## AIM OF THE TASK
Output every entry exactly as written, but omit the pictures.

Stored data entries:
--------------------------------

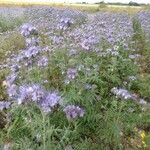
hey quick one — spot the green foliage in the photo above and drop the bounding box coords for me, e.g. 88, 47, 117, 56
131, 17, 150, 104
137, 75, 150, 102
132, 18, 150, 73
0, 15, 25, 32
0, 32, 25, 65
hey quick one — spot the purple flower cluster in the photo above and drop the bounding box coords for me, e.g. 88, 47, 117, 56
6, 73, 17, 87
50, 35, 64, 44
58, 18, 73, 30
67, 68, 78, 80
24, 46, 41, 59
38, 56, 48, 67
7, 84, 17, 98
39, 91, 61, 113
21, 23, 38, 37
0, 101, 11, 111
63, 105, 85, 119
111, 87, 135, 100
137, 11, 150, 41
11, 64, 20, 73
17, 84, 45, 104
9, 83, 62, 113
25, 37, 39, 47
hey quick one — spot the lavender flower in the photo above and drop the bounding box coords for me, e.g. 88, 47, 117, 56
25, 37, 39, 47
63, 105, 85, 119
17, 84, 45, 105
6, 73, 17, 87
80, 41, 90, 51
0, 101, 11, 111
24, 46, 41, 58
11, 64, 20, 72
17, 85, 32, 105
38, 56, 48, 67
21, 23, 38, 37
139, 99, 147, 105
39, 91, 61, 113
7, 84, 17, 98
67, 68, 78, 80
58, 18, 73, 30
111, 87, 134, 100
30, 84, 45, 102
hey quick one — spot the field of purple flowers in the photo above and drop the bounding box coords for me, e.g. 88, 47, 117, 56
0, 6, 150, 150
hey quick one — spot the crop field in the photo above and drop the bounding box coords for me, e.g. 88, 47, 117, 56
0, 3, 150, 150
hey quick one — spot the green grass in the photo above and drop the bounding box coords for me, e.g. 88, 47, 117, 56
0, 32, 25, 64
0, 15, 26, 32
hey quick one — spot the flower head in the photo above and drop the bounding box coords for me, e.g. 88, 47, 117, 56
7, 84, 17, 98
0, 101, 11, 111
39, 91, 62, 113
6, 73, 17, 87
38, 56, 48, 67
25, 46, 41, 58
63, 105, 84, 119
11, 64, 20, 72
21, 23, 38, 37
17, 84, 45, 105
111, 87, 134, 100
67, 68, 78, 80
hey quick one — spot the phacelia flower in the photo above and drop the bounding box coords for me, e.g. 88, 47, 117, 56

--------------------------------

## SOLUTION TO THIS EXERCISE
hey quick one — spot the green foliage in the photo above and drop the bounding box coords for me, e.g. 88, 47, 117, 56
131, 17, 150, 104
137, 75, 150, 102
132, 18, 150, 73
0, 15, 25, 32
0, 32, 25, 65
hey quick one — spot the purple flower cluster in the photo above and drop the bounding box coords for me, e.g. 88, 47, 117, 56
6, 73, 17, 87
50, 35, 64, 44
58, 18, 73, 30
67, 68, 78, 80
24, 46, 41, 59
38, 56, 48, 67
7, 84, 17, 98
39, 91, 61, 113
21, 23, 38, 37
0, 101, 11, 111
63, 105, 85, 119
111, 87, 135, 100
137, 11, 150, 41
11, 64, 20, 73
17, 84, 45, 104
9, 83, 62, 113
25, 37, 39, 47
hey quick one — spot the lavender flower in the photo above and drop the bounding box coords for me, e.g. 88, 47, 117, 56
25, 37, 39, 47
63, 105, 85, 119
17, 84, 45, 105
6, 73, 17, 87
80, 41, 90, 51
0, 101, 11, 111
24, 46, 41, 58
11, 64, 20, 72
17, 85, 32, 105
38, 56, 48, 67
21, 23, 38, 37
139, 99, 147, 105
39, 91, 61, 113
7, 84, 17, 98
67, 68, 78, 80
58, 18, 73, 30
111, 87, 134, 100
30, 84, 45, 102
hey quick one — spot the field of purple flowers in the photo above and drop the bounding box coords for me, e.g. 88, 47, 117, 56
0, 6, 150, 150
hey quick one — spot the crop field in the photo above and drop the bounding box coords for me, e.g. 88, 47, 117, 56
0, 3, 150, 150
hey quick one — spot the green grass in the photo above and drop the bounding box coords for me, e.g. 88, 47, 117, 56
0, 32, 25, 64
0, 15, 26, 32
hey quick one — spot the flower head in the photo above and drop the bounding box coords for me, e.g. 88, 47, 117, 56
7, 84, 17, 98
0, 101, 11, 111
39, 91, 62, 113
6, 73, 17, 87
38, 56, 48, 67
25, 46, 41, 58
63, 105, 84, 119
11, 64, 20, 72
21, 23, 38, 37
17, 84, 45, 105
111, 87, 134, 100
67, 68, 78, 80
hey quick one — spot the phacelia flower in the photo above and drop the bounding box coords for me, e.g. 88, 47, 117, 56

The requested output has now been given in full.